┌────────

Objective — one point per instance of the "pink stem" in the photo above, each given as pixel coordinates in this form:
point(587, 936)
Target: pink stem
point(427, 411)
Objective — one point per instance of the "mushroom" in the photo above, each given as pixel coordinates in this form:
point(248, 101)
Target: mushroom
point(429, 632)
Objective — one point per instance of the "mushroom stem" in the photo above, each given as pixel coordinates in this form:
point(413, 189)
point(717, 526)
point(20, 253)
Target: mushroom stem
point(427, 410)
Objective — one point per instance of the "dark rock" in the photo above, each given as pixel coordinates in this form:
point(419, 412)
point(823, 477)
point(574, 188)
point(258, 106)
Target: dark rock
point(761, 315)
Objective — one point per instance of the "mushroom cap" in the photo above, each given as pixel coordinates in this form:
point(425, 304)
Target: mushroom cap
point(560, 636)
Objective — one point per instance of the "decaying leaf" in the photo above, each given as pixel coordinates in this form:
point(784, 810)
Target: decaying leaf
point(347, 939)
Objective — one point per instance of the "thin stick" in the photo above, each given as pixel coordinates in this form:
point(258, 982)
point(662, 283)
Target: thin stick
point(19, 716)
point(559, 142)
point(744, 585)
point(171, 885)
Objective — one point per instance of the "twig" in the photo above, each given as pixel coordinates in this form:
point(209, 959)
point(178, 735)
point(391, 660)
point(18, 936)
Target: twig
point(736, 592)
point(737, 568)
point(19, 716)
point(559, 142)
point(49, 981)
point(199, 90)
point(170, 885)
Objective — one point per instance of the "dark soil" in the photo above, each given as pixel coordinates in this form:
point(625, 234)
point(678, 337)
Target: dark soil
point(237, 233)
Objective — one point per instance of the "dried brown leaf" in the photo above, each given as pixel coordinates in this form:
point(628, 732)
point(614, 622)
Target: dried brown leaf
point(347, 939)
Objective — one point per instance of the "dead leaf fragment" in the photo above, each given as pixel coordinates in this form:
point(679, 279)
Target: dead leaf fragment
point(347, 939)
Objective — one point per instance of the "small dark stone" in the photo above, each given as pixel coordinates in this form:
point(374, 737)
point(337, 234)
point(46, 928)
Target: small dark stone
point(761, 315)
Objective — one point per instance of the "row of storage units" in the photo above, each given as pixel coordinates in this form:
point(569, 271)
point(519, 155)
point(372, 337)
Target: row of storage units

└────────

**Assignment**
Transcribe the listing so that each line matches exactly.

**Task response**
Objective — one point per instance of the "pink stem" in the photo above, each given as pixel coordinates in this form:
point(587, 936)
Target: pink stem
point(427, 411)
Objective — one point per instance of the "mushroom" in the photo above, each given as pixel coordinates in this form:
point(248, 101)
Target: mushroom
point(429, 632)
Objective — one point per instance of the "mushroom stem" in the photo above, each given as pixel coordinates in this form:
point(413, 189)
point(717, 526)
point(20, 253)
Target: mushroom stem
point(427, 410)
Objective — one point per instance of the "dark rock" in the photo above, each given as pixel coordinates in this form:
point(419, 412)
point(823, 477)
point(574, 188)
point(258, 106)
Target: dark rock
point(761, 315)
Objective — one point per instance of the "mushroom cap" in the photo above, each given as pixel coordinates in this form:
point(425, 304)
Target: mushroom cap
point(560, 636)
Objective — one point per instance of the "decaying leaf" in the photo above, each given as pixel coordinates in this form:
point(784, 810)
Target: decaying leaf
point(347, 939)
Objective — one point per instance of the "thin stick" in the photo above, each given as pixel coordinates in this form:
point(258, 982)
point(662, 283)
Target: thin stick
point(19, 716)
point(559, 142)
point(744, 585)
point(171, 885)
Objective — one point per instance of the "twig" in the photo above, each given as pixel coordinates in this form:
point(209, 959)
point(178, 735)
point(391, 660)
point(18, 936)
Target: twig
point(736, 592)
point(737, 568)
point(19, 716)
point(559, 142)
point(49, 981)
point(199, 90)
point(170, 885)
Objective — one point per instance of the "dark soil" in the photo above, each given as pixel coordinates in this form:
point(625, 234)
point(678, 337)
Target: dark soil
point(237, 233)
Objective — one point per instance of the "dried brown leaf" in the photo above, each given as pixel coordinates in this form:
point(628, 732)
point(614, 622)
Target: dried brown leaf
point(347, 939)
Objective — one point per instance of the "dead leaf fragment" in the photo above, each given as pixel coordinates in this form:
point(679, 279)
Target: dead leaf fragment
point(347, 939)
Objective — one point per instance of the "small dark stone" in the photo above, each given as pixel coordinates in this form:
point(374, 737)
point(337, 234)
point(46, 928)
Target: small dark stone
point(761, 315)
Objective — one point per instance of the "row of storage units" in the photo above, each given as pixel coordinates in this form:
point(569, 271)
point(519, 155)
point(372, 337)
Target: row of storage units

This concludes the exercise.